» EXERCISE: Exactly repeat the full listing that follows.

(Point labeling examples)
▬▬▬▬▬▬▬▬▬▬

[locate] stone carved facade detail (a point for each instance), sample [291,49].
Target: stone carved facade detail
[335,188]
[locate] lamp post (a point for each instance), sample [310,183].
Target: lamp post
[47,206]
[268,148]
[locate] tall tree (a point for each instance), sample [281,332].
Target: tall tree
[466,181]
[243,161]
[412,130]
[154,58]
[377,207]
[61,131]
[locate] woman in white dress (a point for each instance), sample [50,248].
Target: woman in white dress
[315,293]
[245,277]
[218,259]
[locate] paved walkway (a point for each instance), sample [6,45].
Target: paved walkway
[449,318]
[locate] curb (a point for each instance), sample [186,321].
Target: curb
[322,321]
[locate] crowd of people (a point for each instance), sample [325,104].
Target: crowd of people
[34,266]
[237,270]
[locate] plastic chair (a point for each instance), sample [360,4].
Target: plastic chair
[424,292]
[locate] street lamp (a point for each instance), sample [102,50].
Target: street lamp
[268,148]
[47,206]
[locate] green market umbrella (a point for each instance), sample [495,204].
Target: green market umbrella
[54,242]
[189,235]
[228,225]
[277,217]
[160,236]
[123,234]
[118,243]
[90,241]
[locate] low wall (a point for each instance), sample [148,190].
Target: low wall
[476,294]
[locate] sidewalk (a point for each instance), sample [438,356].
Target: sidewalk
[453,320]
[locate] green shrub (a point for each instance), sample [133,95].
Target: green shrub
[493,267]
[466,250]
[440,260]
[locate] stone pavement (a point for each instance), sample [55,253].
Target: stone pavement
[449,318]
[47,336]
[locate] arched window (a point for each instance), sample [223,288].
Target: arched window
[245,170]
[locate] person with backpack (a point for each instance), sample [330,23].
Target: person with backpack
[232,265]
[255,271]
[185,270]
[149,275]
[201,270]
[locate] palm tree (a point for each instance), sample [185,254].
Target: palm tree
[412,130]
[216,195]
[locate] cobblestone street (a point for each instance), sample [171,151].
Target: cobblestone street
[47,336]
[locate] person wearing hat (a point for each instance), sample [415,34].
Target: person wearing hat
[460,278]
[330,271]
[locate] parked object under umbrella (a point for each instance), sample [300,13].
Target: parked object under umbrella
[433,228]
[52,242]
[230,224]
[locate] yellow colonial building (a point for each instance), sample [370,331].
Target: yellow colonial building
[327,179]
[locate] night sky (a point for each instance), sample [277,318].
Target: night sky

▬▬▬▬▬▬▬▬▬▬

» IN RESPONSE:
[locate] stone carved facade detail (a point for each instance), sample [291,49].
Target: stone carved facade detail
[335,188]
[locate] lamp post (a point for each instance), sample [310,183].
Target: lamp post
[47,206]
[268,148]
[locate] tall tree (a point for each instance), sample [281,332].
Target: tall tree
[466,181]
[243,161]
[412,130]
[154,58]
[377,207]
[61,131]
[locate] woman in white dress (a point for each instance), sample [50,248].
Target: woman in white dress
[315,293]
[245,277]
[218,259]
[locate] paved walkway (a point for each instance), sample [6,45].
Target: paved walkway
[449,318]
[locate] curb (a point for each instance), sample [186,321].
Target: curb
[322,321]
[locate] crowd of people (a point for each instance), sample [325,104].
Target: crowd of people
[34,266]
[237,270]
[locate] plastic chair (a point for each instance), sample [360,4].
Target: plastic chair
[424,292]
[locate] street lamp (a point for each instance), sample [102,50].
Target: street lamp
[268,148]
[47,206]
[locate] green market umbrella (a point for each instance), sample [495,204].
Target: green market umbrella
[54,242]
[189,235]
[228,225]
[277,217]
[160,236]
[123,234]
[118,243]
[90,241]
[locate] low wall (a point for each instance), sample [148,190].
Target: low wall
[476,294]
[locate] sidewalk (a point for each instance), sample [438,356].
Target: sidewalk
[453,320]
[locate] green shrub (a point for each instance), sample [133,95].
Target: green shrub
[493,267]
[466,250]
[440,260]
[locate] stone pavement (a point for each instance), sample [55,253].
Target: stone pavement
[449,318]
[47,336]
[locate] arched window (a point for each instance), sample [223,288].
Target: arched window
[245,170]
[locate] person with backpack (a point for each instance), sample [330,23].
Target: person with backpack
[232,265]
[255,271]
[185,270]
[149,275]
[201,270]
[locate] palm tree (a point for each instance), sample [185,254].
Target: palm tree
[412,130]
[216,195]
[locate] cobblestone street (a point for each instance), sample [171,151].
Target: cobblestone street
[47,336]
[locate] person wearing hat (a point for each instance), sample [415,34].
Target: person wearing hat
[460,278]
[330,271]
[locate] parked object under umbrella (a point for each instance), sample [300,13].
Target: parked object under umbrella
[433,228]
[52,242]
[230,224]
[locate] yellow colonial building (a point for each instance), sample [370,331].
Target: yellow colonial building
[327,179]
[locate] night sky (a point for each instance), sample [277,318].
Target: night sky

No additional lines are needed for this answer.